Prompt: Please return every line of the records below that contains the string "grass", matching case exactly.

Labeled-object pointing records
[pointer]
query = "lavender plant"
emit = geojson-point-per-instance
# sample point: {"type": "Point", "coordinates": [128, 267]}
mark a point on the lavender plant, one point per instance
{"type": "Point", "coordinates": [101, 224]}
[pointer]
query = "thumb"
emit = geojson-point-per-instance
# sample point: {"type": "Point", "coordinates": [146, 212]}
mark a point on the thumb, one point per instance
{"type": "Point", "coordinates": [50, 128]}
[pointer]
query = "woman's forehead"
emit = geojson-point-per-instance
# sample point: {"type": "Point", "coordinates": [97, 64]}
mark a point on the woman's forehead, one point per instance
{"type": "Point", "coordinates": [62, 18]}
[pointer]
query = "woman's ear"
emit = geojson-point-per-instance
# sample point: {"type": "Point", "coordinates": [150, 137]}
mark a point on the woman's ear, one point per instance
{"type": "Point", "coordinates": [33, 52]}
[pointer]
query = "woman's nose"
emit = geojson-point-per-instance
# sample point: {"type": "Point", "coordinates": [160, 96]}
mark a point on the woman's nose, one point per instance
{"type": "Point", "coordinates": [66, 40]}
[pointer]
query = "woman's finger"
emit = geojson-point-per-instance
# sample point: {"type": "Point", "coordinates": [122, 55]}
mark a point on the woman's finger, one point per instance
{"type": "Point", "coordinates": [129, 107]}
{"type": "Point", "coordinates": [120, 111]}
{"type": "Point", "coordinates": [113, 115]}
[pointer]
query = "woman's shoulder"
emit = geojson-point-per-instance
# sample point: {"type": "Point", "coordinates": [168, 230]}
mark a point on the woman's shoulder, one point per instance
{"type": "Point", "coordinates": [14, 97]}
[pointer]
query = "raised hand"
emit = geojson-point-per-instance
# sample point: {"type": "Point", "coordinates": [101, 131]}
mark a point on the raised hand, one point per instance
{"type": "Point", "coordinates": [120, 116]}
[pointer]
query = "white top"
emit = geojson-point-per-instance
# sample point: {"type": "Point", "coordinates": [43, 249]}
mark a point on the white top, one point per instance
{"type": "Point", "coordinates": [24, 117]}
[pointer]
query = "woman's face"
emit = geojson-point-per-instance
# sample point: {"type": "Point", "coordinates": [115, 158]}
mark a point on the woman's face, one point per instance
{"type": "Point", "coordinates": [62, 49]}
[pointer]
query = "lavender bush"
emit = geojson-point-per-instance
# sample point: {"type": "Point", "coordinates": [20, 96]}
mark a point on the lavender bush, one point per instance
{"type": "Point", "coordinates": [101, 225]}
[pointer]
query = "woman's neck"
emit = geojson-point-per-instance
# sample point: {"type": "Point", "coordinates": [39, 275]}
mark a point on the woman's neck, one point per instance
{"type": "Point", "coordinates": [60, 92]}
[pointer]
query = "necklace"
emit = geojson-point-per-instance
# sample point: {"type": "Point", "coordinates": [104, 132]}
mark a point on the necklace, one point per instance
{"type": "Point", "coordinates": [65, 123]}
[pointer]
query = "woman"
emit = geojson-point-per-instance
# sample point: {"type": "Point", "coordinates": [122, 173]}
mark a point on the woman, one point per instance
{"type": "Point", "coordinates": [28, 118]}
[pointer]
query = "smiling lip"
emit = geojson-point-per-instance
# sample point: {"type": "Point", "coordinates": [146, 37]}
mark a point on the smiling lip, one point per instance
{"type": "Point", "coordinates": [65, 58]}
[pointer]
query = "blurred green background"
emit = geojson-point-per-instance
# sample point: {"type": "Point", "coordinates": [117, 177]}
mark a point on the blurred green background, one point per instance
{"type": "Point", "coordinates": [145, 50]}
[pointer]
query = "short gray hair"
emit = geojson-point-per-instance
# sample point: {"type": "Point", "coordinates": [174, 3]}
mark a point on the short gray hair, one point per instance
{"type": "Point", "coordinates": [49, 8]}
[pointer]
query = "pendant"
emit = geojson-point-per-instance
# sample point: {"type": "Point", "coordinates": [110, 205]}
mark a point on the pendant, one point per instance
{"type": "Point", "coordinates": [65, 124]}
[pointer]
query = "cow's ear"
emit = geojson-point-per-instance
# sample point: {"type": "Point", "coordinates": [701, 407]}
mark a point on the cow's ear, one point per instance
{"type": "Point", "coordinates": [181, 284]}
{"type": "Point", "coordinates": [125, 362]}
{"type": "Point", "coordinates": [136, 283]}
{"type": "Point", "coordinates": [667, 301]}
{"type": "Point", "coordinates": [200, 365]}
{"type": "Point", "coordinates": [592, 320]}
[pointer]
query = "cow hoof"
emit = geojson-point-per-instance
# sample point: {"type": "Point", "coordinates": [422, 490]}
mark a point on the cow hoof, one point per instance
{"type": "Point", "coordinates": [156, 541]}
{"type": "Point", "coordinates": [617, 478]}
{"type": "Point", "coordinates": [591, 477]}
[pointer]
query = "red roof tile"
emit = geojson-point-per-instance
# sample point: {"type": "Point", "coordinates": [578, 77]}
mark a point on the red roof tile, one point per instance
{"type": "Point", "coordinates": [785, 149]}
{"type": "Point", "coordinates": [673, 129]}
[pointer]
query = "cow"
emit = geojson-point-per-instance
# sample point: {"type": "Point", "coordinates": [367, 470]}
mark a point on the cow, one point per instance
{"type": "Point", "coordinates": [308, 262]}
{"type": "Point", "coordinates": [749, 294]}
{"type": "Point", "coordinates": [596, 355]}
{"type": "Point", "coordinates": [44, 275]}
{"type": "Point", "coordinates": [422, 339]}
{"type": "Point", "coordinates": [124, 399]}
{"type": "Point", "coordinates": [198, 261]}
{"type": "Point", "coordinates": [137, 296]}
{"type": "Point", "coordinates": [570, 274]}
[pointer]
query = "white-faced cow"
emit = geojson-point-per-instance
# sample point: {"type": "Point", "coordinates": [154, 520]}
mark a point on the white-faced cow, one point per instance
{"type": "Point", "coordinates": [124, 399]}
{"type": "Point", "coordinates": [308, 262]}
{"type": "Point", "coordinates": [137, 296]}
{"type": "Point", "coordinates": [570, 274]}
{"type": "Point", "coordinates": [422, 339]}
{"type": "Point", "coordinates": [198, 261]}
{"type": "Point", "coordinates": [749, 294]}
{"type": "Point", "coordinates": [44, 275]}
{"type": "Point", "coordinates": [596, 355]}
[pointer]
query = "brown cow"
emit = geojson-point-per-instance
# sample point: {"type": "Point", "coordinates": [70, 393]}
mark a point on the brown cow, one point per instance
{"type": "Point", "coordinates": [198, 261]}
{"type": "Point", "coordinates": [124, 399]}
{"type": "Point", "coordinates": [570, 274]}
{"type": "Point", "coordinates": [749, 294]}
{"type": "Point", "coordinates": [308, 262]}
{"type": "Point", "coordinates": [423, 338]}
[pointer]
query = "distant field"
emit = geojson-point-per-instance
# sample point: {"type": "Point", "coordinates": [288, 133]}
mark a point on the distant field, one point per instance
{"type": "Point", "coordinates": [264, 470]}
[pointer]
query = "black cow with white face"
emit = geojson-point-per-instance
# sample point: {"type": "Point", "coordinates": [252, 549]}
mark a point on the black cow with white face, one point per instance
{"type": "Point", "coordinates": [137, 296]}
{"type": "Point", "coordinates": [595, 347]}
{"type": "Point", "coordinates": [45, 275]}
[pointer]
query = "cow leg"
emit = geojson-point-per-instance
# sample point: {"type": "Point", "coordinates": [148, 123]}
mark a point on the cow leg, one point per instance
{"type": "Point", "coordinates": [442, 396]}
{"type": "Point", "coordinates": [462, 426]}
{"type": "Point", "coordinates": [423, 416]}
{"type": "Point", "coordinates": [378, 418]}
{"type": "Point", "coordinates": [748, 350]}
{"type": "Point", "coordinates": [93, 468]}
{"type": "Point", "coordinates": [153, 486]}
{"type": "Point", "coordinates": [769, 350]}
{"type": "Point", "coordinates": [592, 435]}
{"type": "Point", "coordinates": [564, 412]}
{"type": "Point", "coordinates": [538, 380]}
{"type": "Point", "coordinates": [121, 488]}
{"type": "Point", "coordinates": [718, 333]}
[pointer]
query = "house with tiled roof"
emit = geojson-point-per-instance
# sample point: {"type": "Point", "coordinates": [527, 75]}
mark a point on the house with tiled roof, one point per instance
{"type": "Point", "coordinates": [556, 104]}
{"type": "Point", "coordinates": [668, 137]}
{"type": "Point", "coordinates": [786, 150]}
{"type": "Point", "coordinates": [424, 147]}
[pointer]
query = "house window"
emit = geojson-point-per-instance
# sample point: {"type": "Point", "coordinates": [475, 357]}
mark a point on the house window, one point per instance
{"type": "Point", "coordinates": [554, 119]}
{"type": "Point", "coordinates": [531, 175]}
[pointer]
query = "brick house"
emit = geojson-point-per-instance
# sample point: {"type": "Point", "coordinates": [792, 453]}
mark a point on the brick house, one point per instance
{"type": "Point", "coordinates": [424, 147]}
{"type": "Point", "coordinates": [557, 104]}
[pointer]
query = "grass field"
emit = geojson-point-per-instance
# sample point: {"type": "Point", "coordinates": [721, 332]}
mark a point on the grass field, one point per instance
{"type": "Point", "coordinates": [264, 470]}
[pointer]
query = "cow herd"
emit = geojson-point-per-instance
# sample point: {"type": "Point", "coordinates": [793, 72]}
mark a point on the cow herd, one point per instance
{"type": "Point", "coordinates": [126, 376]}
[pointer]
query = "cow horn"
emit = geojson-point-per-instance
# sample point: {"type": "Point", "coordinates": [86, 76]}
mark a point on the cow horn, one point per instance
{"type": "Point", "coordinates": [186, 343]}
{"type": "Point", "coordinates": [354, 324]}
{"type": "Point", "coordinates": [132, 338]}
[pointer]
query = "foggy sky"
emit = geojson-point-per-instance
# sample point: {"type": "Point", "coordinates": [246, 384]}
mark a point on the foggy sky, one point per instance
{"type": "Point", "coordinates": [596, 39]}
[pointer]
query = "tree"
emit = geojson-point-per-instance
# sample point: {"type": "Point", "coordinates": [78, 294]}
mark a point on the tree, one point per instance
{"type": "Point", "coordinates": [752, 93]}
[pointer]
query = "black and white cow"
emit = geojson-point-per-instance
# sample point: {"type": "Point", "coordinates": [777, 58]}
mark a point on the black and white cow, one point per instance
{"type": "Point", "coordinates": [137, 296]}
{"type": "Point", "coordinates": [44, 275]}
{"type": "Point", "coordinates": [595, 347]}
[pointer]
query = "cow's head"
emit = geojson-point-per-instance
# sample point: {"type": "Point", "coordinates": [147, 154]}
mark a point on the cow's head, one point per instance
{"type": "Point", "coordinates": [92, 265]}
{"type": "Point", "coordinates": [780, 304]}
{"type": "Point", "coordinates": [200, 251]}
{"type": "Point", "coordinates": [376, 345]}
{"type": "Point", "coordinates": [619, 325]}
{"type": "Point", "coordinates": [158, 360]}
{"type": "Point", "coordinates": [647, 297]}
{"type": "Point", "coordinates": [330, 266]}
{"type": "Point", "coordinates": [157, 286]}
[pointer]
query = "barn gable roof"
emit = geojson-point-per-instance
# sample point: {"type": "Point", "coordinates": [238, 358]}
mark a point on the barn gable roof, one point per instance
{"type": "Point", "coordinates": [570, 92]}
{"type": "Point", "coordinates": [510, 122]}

Reply:
query = "grass field"
mark a point on the grass field, one point per instance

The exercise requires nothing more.